[Excerpts from point annotation data]
+ + + +

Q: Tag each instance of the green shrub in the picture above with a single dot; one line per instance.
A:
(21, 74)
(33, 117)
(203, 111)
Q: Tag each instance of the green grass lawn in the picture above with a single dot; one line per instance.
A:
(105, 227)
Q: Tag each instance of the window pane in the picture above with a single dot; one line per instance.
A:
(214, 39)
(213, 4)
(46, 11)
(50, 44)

+ + + +

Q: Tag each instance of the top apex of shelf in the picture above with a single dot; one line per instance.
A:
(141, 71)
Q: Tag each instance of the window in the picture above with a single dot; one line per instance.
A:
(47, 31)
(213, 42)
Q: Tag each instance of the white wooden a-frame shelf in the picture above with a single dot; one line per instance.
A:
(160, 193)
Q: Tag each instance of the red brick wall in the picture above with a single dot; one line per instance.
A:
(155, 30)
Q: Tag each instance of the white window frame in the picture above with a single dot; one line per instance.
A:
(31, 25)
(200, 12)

+ + + +

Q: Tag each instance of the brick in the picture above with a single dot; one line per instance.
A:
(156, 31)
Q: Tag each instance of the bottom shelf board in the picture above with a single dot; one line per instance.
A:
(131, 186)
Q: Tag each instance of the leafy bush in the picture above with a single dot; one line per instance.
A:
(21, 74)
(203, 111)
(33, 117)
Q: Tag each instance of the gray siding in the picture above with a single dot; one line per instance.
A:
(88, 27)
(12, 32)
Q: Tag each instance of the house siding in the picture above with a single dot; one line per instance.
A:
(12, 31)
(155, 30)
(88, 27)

+ + + +

● Given problem:
Please pick out and copy every line of the records that contains the word "white". Treat case as significant.

● Output of the task:
Q: Tag each instance of the white wooden a-frame shelf in the picture above with a single dot; one line per instance.
Q: Tag each instance of the white window frame in the picture above with a single dot; one line per instance.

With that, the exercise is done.